Sağlanan metin:
Şu anda Vatan Partisi’ne dudak büken sosyal demokratlar ilerde AKP’ye stepne bile olabilirler. İşçi düşmanı AKP iktidarı bundan sonraki herhangi bir grevde CHP içindeki bu kaynağı sermaye lehine kullanmak için elinden geleni yapacaktır
DR. ABDULLAH KÖKTÜRK
İstanbul Maltepe Belediyesi’nde DİSK’e bağlı Genel-İş Sendikası bağlısı temizlik işçilerinin yaptığı 5 gün süren grev çok öğretici oldu.
Maltepe, İstanbul’da CHP’nin yıllardır kazandığı belediyelerden biri. Ancak 5 günlük grevde CHP seçmeni gerekli sabrı gösteremedi ve çoğunlukla hakkını arayan işçilerin karşısında durdu.
CHP tabanı, toplanmayan çöp görüntülerinin ilerde AKP’ye yarayacağını söylerken, bir yandan da işçilerin istediği ücreti yüksek bulduğunu açık açık beyan etti. Bazen hakarete varan söylemlerle, temizlik işçilerini aşağılayarak ve kendi emekli maaşını da belirterek, “nihayetinde bir çöpçü olan işçinin yüksek ücret talep ettiğini” söyledi. Bazen de, “üniversite mezunu çocuğu asgari ücretle çalışırken, çöpçülerin 5 bin TL istediğini” bilhassa vurguladı.
Sosyal demokrat olarak emeğin yanında durması gerekenler, açık açık işçi düşmanlığı yaptılar. ‘Sosyal demokrat’ Maltepe Belediyesi’nin toplu sözleşmede işçi istekleri üzerine çıkardığı asılsız haberlere inanarak grev kırıcılarını alkışladılar. CHP’li Meclis Üyeleri çöp toplarken ‘şerefle’ kameralara poz verdiler.
Grev işçinin hakkı ve en büyük silahıdır. İşçi hakkını alabilmek için en uygun zamanda grev yapabilir. Hatta iktidar ve muhalefet arasındaki çelişkiler kendine yarıyorsa bunu kullanmayı da düşünme hakkı vardır. AKP pandemi dolayısı ile tüm grevleri yasaklarken, CHP’li belediyelerdeki grevlere siyaseten göz yumduysa, buradan işçilerin grev yapmaması gerektiğini düşünmek mantıklı değildir. DİSK Genel-İş’in bu zamanda greve çıkmak için AKP ile anlaştığını düşünmek ise sadece akıl tutulmasıdır. Burada CHP’lilerin sorması gereken DİSK’li işçilerin CHP’li belediyelerde neden grev hakkını kullandığı değil, diğer işçilerin bu hakkı neden kullanamadığı olmalıdır.

Görev hakkında:
Maltepe grevi yazısında "Maltepe, İstanbul’da CHP’nin" ifadesinden "işçilerin karşısında durdu." ifadesine kadar uzanan bölümün tamamını, "seçmeni" yerine "tabanı" koyarak yeniden yazar mısın? Bu kayıtlar başka bir kaynaktan alınmıştır.

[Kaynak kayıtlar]
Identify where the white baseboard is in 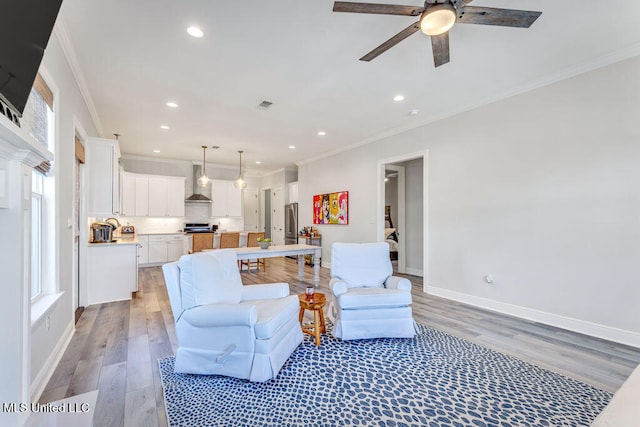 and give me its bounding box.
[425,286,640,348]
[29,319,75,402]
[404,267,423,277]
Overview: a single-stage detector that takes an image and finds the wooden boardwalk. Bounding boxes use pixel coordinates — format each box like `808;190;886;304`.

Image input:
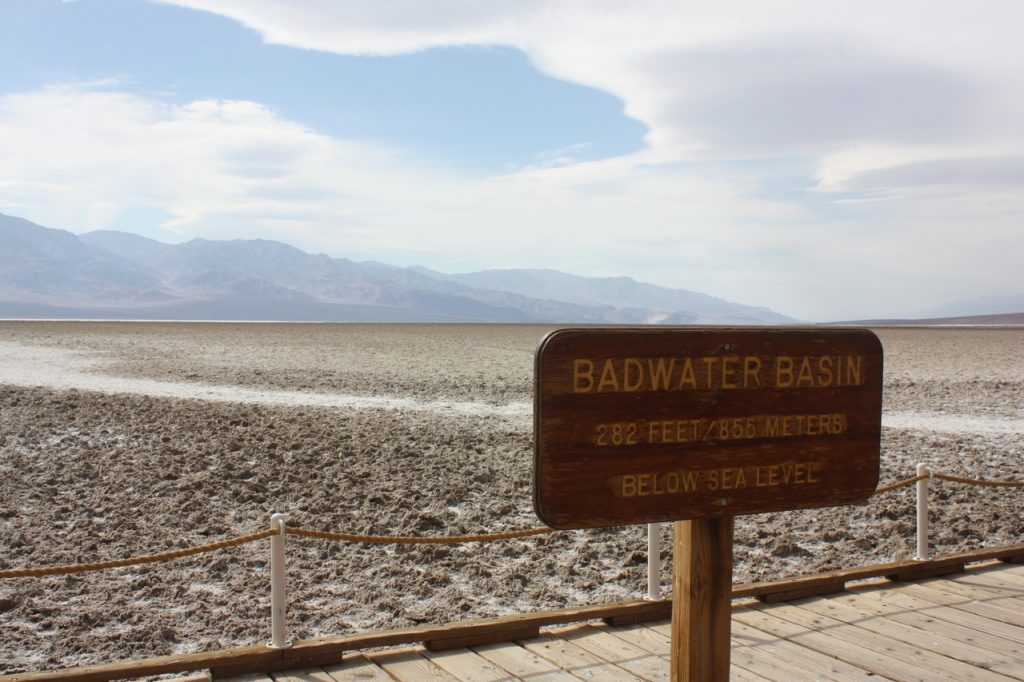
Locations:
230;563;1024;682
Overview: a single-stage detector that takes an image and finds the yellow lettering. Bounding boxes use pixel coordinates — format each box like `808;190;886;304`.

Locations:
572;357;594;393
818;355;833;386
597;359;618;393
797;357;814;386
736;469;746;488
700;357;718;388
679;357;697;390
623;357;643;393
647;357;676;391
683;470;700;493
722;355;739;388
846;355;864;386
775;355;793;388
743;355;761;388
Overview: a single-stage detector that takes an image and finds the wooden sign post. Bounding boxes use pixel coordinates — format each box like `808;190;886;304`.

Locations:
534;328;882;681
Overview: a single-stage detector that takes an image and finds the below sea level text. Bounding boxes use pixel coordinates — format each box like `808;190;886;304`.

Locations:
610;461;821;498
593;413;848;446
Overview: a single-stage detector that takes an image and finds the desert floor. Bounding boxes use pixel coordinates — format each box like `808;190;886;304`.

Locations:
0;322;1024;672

Yanıt alanı:
Maltepe, İstanbul’da CHP’nin yıllardır kazandığı belediyelerden biri. Ancak 5 günlük grevde CHP tabanı gerekli sabrı gösteremedi ve çoğunlukla hakkını arayan işçilerin karşısında durdu.